SOURCE PASSAGE:

"""

Macht plays THE SPIRIT in question, complete with Robin-styled mask and
long trenchcoat (in pure comic book form, no one has the ability to
recognize his real identity under that thin mask). We
see his origins in quick flashback where we learn that he was
inadvertently granted the power of invulnerability.
Like Wolverine, he can recover and regenerate very quickly.
This, of course, makes the character and the story he occupies
egregiously lacking in any tension or intrigue.
If the man can’t be killed, then it’s very hard to feel any
apprehension about his exploits. With
suspense utterly drained away, The Spirit becomes a hero that lacks
interest altogether. This is
compounded by the fact that he is always appearing in costume.
The best of the comic films knew that the key to making us care
about their respective heroes was in developing their alter egos.
Miller does none of that here.
Spirit has one main nemesis, named The Octopus (played in a monumentally
silly performance that is unalterably all over the emotional map by Samuel
L. Jackson) that also has his powers of recuperation too.
This makes their fights really tedious and unexciting.
The Octopus, like all mad villains, has a plan to steal – I kid
you not – a vase containing the blood of Hercules in hopes of
transforming himself into an immortal.
At Octopus’ side is a chesty scientist named Silken Floss (Scarlett Johansson, never more horribly wooden and stiff) and his small
army of cloned henchmen (all played by Louis Lombardi, who plays up to
every single brainless henchmen cliché in the book…but in the form of
three characters on screen at the same time...which means three times
The Spirit does have some allies in the form of a sassy and resourceful doctor named Ellen, (Sarah Paulsen) and her father, Police Chief (Dan Lauria). Ellen ahs always had eyes for The Spirit, but she is constantly tormented by the fact that he is the single most flirtatious, skirt chasing masked man ever. Just when The Spirit is about to take his war against The Octopus to the next level, and old flame from his adolescence re-enters his life, Sand Saref (the sexy-as-hell Eva Mendes, very high on seductive energy and spunk here, but categorically low on giving a decent line reading). Of course, Saref has her hands on the prize that both The Octopus and The Sprit both want to claim, so it’s only a matter of time before all the characters come to ahead in the film’s climatic showdown.

"""

RAW DATA:
"""

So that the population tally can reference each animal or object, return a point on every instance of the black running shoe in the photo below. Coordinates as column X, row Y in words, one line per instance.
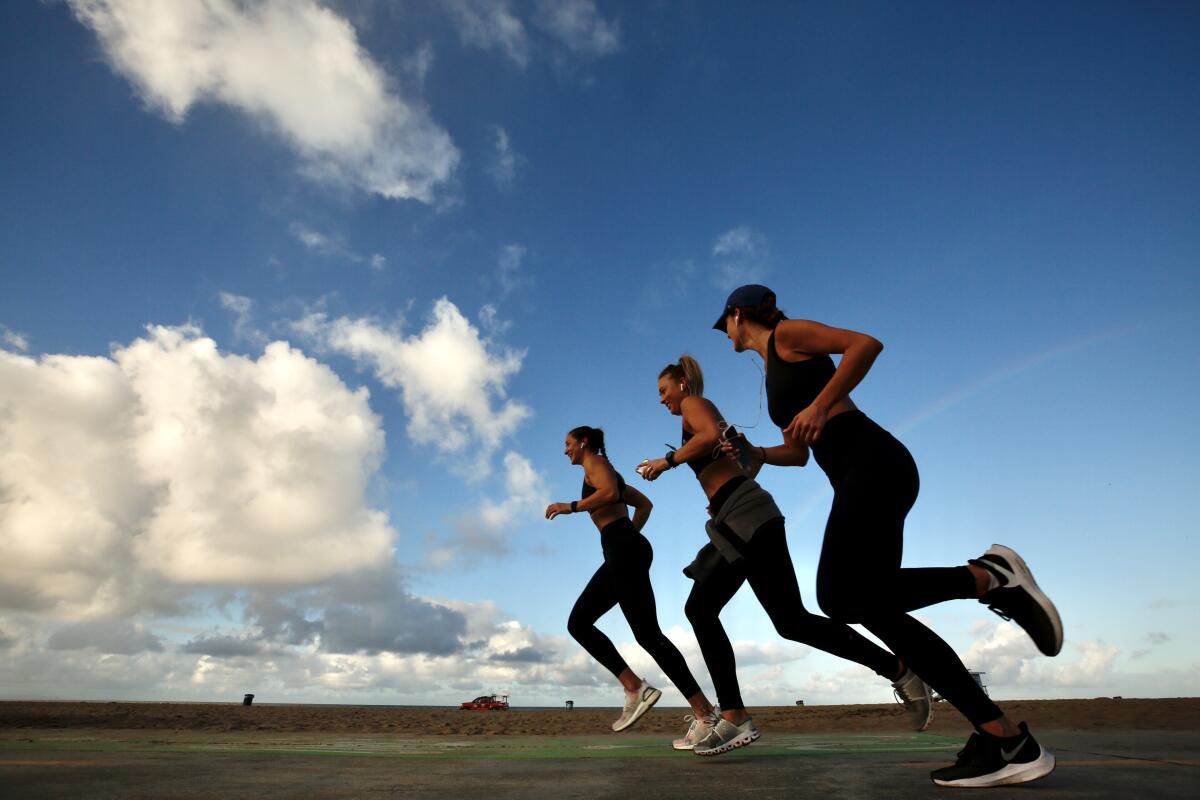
column 1020, row 600
column 993, row 761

"""

TO BE DONE: Copy out the review of The Spirit above word for word, from start to finish.

COMPLETE RESPONSE:
Macht plays THE SPIRIT in question, complete with Robin-styled mask and
long trenchcoat (in pure comic book form, no one has the ability to
recognize his real identity under that thin mask). We
see his origins in quick flashback where we learn that he was
inadvertently granted the power of invulnerability.
Like Wolverine, he can recover and regenerate very quickly.
This, of course, makes the character and the story he occupies
egregiously lacking in any tension or intrigue.
If the man can’t be killed, then it’s very hard to feel any
apprehension about his exploits. With
suspense utterly drained away, The Spirit becomes a hero that lacks
interest altogether. This is
compounded by the fact that he is always appearing in costume.
The best of the comic films knew that the key to making us care
about their respective heroes was in developing their alter egos.
Miller does none of that here.
Spirit has one main nemesis, named The Octopus (played in a monumentally
silly performance that is unalterably all over the emotional map by Samuel
L. Jackson) that also has his powers of recuperation too.
This makes their fights really tedious and unexciting.
The Octopus, like all mad villains, has a plan to steal – I kid
you not – a vase containing the blood of Hercules in hopes of
transforming himself into an immortal.
At Octopus’ side is a chesty scientist named Silken Floss (Scarlett Johansson, never more horribly wooden and stiff) and his small
army of cloned henchmen (all played by Louis Lombardi, who plays up to
every single brainless henchmen cliché in the book…but in the form of
three characters on screen at the same time...which means three times
The Spirit does have some allies in the form of a sassy and resourceful doctor named Ellen, (Sarah Paulsen) and her father, Police Chief (Dan Lauria). Ellen ahs always had eyes for The Spirit, but she is constantly tormented by the fact that he is the single most flirtatious, skirt chasing masked man ever. Just when The Spirit is about to take his war against The Octopus to the next level, and old flame from his adolescence re-enters his life, Sand Saref (the sexy-as-hell Eva Mendes, very high on seductive energy and spunk here, but categorically low on giving a decent line reading). Of course, Saref has her hands on the prize that both The Octopus and The Sprit both want to claim, so it’s only a matter of time before all the characters come to ahead in the film’s climatic showdown.